Well, certainly, yes. We have a very large acreage footprint in Anadarko, and I have high expectations that among that footprint, yes, there will be opportunities of other landing zones or other intervals that might lead to much better returns, then say why we originally leased it, but let's face it. A lot of acreage was acquired and then drilled at a time where natural gas prices were much higher. So that essentially established that footprint for us. And as we've said in the past, all of that acreage is held by production. So we had the luxury of digging in, understanding the overall stratigraphic column and then, as Tom alluded, looking for those intervals that clearly have the kind of hydrocarbon mix, which in this case means oil, that with the right kind of drill and complete cost could lead to returns that could be competitive with our Permian program. As far as could this lead to M&A, I don't know. I mean, obviously, that's an option. But first and foremost, we have to ourself be convinced that, a, we have found a zone that will compete for capital on ongoing basis, which means there must be size there, it must be sustainable. And in that scenario, then, yes, I think we would then see what other opportunities might be out there that could complement that, that's above and beyond our existing acreage footprint.

Jeffrey Campbell -- Tuohy Brothers Investment -- Analyst

Okay. Great. Appreciate the color, and we will see you in New York on Thursday. Thank you.

Operator

The next question is from Michael Hall with Heikkinen Energy Advisors. Please go ahead.

Michael Hall -- Heikkinen Energy Advisors -- Analyst

Thanks, Good morning. I appreciate the time. I just wanted to think about or look at capital efficiency a little bit. If I look at your year-to-date oil volumes and then third quarter guide, kind of indicate the fourth quarter oil midpoint around 89 MBOE a day, which show us basically flat to maybe a hair down relative to 4Q '18 pro forma for the Resolute deal. Is that a fair way to think about? Then if we look at the 2019 capital, is it fair to think about 2019 capital as basically kind of a maintenance level for your oil volumes at this point or let's say there are kind of transitory factors that maybe suggest that's an inappropriate way of looking at capital efficiency at this point?

Mark Burford -- Vice President and Chief Financial Officer

Yes, Michael, there's a lot of ways to look at capital efficiency. And if you look at the capital, the pro forma capital along with pro forma cap from Resolute and Cimarex for the quarter, both are ramping significantly into the fourth quarter, both had a very high exit rate in the fourth quarter accomplishes that year. That definitely has an overplay on how you'd look at relative fourth quarter to fourth quarter rates. And the maintenance capital with Resolute and us combined, trying to maintain a flat fourth quarter to fourth quarter. I guess, we are -- our capital on a pro forma basis is down significantly year-over-year as we balance our capital plans with our cash flow into 2019. So I guess so if you'd want to argue that with adjustments in our capital by holding our capital or production roughly flat, then that's maintenance capital, I wouldn't maybe dispute you on that.

━━━━

In the earnings call excerpt, what is said about the status of all of the company's Anadarko acreage?

**Data shown:**

━━━━

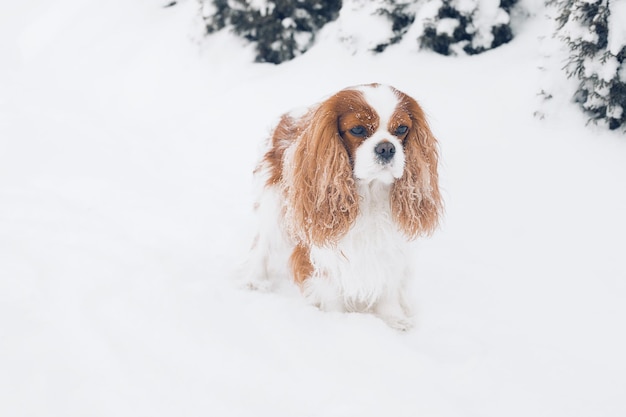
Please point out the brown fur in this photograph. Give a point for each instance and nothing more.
(416, 202)
(300, 263)
(322, 193)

━━━━

**Answer to the exercise:**
All of that acreage is held by production.